CONSEGNE DELL'ESERCIZIO:
**A)** Rispondi a queste domande sul testo dedicato a Kurosawa:
(i) In che anno è uscito Cane randagio?
(ii) Chi coordinava la seconda unità nel lavoro su Cane randagio?
(iii) Con quale film Kurosawa inaugura il suo filone jidai-geki?
**B)** Scrivi il seguito del testo dedicato a Kurosawa a partire dal punto in cui si ferma.

TESTO IN ESAME:
· · · ·

I sette samurai (1954)

 

Ché in effetti, pur nel desiderio evidente di rappresentare un unicum rispetto alle dinamiche industriali del sistema, comunque Kurosawa si muoveva sempre all’interno del complesso dei generi che quella macchina alimentava. Ne è un buon esempio Cane randagio, del 1949, con cui l’autore si poneva al crocevia fra il racconto della malavita già intrapreso con il precedente L’angelo ubriaco (autentico precursore di tanto yakuza eiga a venire) e il noir con una dichiarata ispirazione dai gialli di Simenon: la storia del poliziotto cui viene rubata la pistola utilizzata poi dal ladro per commettere un crimine, è impreziosita non solo dall’attenzione psicologica per il dramma del protagonista, ma anche da un taglio documentaristico nella descrizione della città e delle dinamiche nei bassifondi, che tornerà in altre opere dell’autore. Merito anche del lavoro compiuto dalla seconda unità coordinata da Ishiro Honda e della fotografia del sodale Asakazu Nakai, estremamente preciso nel catturare le azioni in esterni e le scene che coinvolgono masse di personaggi. Ancora più chiaro in questo senso è il lavoro condotto insieme dai due nelle sequenze di massa del celebratissimo I sette samurai, con cui Kurosawa inaugura il suo filone jidai-geki (da non confondere con altri esempi di period drama in cui l’autore si era già cimentato, ad esempio Gli uomini che mettono il piede sulla coda della tigre, di più chiara derivazione kabuki).

 

Sanjuro  (1962)

· · · ·

DATI FORNITI:
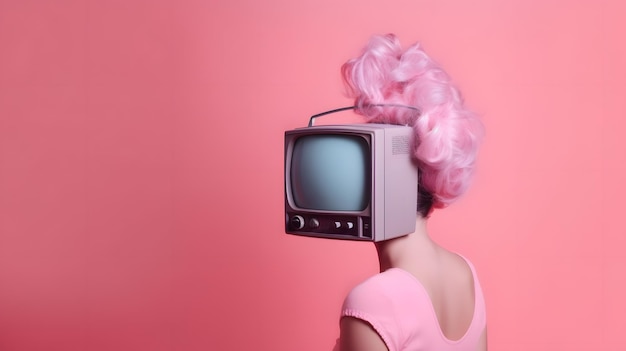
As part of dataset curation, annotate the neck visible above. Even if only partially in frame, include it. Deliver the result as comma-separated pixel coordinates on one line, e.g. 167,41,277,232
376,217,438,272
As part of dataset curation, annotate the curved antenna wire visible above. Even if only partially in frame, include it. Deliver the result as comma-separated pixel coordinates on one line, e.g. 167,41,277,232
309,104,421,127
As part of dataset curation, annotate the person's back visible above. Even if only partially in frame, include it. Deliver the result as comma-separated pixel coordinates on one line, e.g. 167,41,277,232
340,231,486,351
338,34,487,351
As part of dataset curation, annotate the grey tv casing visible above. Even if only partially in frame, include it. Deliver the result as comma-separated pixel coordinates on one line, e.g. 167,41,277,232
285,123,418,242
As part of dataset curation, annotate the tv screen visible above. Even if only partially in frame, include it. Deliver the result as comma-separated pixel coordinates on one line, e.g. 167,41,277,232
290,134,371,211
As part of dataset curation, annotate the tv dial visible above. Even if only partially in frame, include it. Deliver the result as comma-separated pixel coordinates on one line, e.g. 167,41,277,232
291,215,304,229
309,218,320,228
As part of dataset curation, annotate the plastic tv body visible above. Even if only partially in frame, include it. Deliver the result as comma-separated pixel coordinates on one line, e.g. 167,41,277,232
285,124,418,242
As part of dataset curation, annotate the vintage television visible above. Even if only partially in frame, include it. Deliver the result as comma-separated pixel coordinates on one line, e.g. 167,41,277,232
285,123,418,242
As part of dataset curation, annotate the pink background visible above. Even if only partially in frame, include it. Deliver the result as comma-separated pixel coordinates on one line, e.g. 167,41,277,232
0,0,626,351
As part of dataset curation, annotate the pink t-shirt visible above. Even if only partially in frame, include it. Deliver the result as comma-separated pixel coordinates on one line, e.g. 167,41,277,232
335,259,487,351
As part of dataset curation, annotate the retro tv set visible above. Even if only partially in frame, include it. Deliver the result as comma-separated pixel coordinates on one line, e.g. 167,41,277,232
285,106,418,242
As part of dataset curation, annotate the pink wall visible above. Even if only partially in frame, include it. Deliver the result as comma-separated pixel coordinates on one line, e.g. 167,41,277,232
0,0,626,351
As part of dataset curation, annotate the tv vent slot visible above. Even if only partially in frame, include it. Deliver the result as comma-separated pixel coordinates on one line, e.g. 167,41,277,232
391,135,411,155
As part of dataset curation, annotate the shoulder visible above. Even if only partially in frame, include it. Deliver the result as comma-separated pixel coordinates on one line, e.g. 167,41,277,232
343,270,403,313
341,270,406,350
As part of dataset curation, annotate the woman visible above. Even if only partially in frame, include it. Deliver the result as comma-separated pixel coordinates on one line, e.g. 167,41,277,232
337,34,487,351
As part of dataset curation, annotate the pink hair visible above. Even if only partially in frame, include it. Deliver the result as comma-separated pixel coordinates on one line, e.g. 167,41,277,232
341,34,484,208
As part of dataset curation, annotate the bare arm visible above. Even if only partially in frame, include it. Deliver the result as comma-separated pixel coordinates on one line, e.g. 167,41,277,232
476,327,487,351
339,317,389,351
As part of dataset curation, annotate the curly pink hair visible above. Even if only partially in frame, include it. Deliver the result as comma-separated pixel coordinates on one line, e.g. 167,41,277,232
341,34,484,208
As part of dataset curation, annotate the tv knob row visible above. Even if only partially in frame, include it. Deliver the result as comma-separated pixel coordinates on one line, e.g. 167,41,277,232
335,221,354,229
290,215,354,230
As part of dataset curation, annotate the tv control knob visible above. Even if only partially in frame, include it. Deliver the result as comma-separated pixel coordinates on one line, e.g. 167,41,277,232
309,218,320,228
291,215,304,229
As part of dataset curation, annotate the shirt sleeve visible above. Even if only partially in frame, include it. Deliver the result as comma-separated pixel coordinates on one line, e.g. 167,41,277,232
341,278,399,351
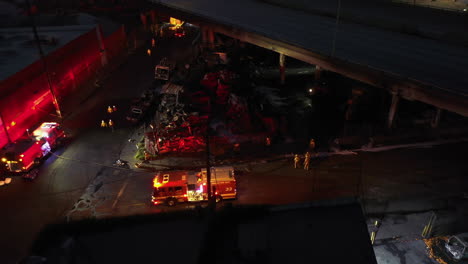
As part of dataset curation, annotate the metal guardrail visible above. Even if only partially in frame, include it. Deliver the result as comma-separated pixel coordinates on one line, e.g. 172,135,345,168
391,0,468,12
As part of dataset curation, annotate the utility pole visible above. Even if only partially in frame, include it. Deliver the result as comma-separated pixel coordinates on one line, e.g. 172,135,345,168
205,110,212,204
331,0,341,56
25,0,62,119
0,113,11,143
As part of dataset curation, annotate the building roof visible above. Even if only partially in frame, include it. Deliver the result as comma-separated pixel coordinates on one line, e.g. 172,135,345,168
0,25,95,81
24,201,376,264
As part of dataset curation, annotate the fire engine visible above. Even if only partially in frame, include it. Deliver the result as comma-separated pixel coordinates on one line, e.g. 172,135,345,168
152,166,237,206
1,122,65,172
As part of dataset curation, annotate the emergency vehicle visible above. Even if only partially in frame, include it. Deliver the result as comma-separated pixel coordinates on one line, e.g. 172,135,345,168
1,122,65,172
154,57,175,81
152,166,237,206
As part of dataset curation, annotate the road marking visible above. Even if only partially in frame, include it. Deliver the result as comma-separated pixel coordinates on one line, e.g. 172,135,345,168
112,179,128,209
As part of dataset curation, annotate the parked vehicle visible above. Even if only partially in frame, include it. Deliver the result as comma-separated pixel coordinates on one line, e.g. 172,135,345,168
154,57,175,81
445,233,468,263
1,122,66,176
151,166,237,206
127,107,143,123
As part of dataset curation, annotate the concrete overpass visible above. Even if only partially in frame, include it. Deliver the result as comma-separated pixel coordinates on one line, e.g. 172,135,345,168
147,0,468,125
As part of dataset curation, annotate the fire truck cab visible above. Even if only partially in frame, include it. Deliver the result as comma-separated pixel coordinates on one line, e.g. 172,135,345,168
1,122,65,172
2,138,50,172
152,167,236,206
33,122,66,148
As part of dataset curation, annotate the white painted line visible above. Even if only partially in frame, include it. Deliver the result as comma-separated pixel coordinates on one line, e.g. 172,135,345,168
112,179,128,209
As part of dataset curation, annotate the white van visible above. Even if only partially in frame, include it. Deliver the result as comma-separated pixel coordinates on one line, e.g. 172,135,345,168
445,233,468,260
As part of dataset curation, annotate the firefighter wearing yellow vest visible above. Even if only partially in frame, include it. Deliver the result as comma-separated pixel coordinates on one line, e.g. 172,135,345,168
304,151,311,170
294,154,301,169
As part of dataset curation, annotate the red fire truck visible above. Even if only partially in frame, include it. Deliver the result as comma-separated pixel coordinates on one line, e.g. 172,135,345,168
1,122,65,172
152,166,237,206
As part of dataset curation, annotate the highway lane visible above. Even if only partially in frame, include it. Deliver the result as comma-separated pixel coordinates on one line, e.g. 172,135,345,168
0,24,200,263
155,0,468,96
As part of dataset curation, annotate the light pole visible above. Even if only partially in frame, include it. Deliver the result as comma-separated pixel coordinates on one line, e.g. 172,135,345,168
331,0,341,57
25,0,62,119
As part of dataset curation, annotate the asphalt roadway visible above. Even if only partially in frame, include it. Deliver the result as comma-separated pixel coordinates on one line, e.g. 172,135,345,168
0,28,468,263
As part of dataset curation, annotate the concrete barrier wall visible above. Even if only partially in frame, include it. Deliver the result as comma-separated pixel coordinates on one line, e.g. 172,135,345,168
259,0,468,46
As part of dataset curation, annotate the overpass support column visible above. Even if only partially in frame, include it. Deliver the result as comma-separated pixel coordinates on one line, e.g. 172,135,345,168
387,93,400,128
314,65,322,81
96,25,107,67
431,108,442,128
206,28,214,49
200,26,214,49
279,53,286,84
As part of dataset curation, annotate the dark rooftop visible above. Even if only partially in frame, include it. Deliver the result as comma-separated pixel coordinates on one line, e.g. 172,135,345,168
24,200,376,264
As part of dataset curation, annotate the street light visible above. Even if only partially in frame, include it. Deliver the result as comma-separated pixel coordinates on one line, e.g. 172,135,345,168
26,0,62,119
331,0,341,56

· · · ·

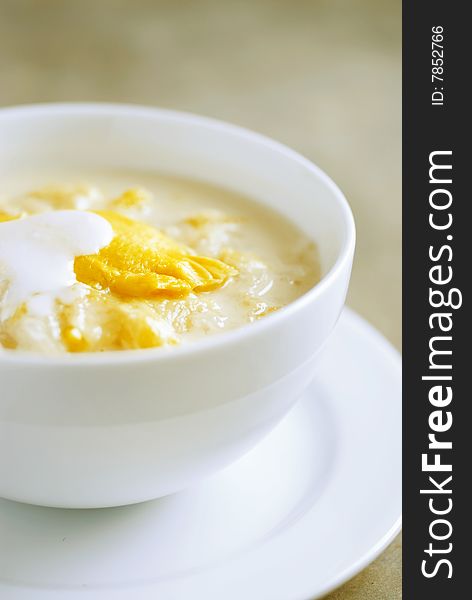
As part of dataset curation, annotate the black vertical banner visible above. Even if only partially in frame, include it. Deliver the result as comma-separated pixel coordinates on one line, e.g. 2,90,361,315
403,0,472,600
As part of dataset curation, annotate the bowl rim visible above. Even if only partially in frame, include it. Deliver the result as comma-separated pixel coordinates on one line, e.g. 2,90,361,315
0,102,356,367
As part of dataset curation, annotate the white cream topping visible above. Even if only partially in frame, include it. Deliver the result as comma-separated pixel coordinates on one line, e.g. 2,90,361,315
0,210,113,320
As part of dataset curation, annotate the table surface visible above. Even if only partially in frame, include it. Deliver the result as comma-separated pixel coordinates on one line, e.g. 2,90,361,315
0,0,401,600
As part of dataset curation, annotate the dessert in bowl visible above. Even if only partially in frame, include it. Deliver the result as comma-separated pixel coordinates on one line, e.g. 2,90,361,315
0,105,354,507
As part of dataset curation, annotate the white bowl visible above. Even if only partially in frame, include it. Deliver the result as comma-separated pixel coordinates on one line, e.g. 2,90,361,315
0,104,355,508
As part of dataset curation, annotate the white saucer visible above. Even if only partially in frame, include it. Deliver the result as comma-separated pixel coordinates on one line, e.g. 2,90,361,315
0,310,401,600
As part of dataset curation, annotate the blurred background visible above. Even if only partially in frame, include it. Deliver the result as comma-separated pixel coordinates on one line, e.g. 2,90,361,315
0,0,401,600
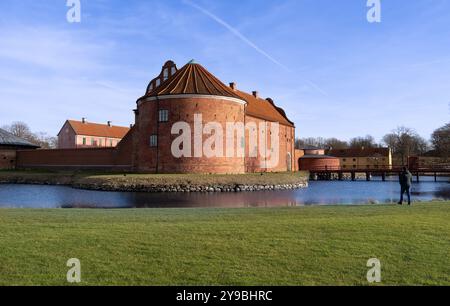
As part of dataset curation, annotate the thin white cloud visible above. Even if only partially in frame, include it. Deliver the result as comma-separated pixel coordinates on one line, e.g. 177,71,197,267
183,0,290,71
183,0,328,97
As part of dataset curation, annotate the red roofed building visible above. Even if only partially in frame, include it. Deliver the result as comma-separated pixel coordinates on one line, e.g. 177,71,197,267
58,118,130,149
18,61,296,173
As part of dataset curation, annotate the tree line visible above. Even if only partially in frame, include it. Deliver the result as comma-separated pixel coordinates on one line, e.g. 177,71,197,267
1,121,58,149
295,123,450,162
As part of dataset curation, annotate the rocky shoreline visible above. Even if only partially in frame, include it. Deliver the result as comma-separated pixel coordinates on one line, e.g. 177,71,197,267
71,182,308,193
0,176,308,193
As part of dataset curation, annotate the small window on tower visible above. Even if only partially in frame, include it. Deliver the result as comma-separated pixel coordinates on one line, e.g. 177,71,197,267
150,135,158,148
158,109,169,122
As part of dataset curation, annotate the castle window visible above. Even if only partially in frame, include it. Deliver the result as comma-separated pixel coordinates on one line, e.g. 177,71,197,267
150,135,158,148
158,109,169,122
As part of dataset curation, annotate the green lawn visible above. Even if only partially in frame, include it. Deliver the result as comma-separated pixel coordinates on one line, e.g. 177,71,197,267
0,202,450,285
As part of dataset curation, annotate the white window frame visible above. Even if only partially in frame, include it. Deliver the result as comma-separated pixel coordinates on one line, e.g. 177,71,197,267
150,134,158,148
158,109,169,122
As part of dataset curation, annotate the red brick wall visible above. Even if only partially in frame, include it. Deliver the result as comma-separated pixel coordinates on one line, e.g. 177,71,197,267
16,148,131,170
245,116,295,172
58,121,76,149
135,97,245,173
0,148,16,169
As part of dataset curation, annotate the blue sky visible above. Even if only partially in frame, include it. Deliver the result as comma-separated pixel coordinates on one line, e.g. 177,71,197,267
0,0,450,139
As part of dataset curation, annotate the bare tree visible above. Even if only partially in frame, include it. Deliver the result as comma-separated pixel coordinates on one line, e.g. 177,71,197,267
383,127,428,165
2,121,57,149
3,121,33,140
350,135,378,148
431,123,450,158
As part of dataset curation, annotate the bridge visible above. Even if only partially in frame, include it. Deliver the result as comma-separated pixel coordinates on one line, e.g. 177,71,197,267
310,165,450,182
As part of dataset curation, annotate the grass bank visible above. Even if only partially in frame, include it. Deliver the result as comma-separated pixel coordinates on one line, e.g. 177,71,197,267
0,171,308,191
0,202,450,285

· · · ·

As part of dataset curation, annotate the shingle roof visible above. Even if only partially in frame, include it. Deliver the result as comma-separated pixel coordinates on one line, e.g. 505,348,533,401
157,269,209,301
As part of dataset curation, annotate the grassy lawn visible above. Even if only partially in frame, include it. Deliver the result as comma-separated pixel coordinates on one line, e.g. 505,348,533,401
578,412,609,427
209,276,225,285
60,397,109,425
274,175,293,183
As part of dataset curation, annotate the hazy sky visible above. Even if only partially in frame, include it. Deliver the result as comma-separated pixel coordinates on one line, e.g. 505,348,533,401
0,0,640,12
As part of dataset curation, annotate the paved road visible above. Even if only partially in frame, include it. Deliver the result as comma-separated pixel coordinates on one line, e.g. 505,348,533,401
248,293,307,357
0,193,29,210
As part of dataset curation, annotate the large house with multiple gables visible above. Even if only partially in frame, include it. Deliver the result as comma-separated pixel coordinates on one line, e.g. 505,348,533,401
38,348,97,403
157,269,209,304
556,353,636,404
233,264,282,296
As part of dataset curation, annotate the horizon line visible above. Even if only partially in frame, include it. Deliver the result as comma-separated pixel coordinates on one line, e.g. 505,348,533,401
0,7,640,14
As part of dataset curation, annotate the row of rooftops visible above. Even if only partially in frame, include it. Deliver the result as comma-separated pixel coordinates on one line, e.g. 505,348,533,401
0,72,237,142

· · · ·

RISPOSTE ATTESE:
**A)**
(i) Nel 1949.
(ii) Ishiro Honda.
(iii) Con I sette samurai.

**B)**
Realizzato nel 1954 e frutto di un anno di lavoro, questo epico racconto di onore e salvezza dal taglio quasi western (non a caso ispirerà proprio dei lavori di questo tipo a Hollywood) e non privo di venature picaresche, resta tutt’oggi un manifesto del Kurosawa pensiero, fra grande forza spettacolare e attenzione alle dinamiche interpersonali, evidenti nella figura del saggio leader interpretato da Takashi Shimura, che con questo ruolo trova un po’ il “suo” personaggio, incarnazione della ragione e dell’umanità (nello stesso anno, mutatis mutandis, l’attore ne ripropone la stessa tipologia anche nel primo Godzilla). Di Shimura resta imperdibile anche l’altra grande interpretazione in Vivere, del 1952, che pure rientra nel pacchetto bolognese: realizzato all’indomani della trasposizione de L’idiota di Dostoevskij, il film rinnova il legame fra Kurosawa e i classici della letteratura russa, data l’ispirazione da La morte di Ivan Il’ič. Se per Tolstoj la storia di un uomo che va incontro alla morte per malattia e fa un bilancio della sua esistenza, assume un tono più affine alla crisi spirituale, Kurosawa la riscrive nel segno di quella sensibilità umana e emotività di cui si accennava, empatizzando con la tragedia del personaggio di Shimura, che viene elevata a paradigma di un’esigenza morale rispetto alle azioni da compiere per il bene della società – l’agire erratico del protagonista troverà una sua piena spiegazione solo nello struggente finale.

 

Cane randagio (1949)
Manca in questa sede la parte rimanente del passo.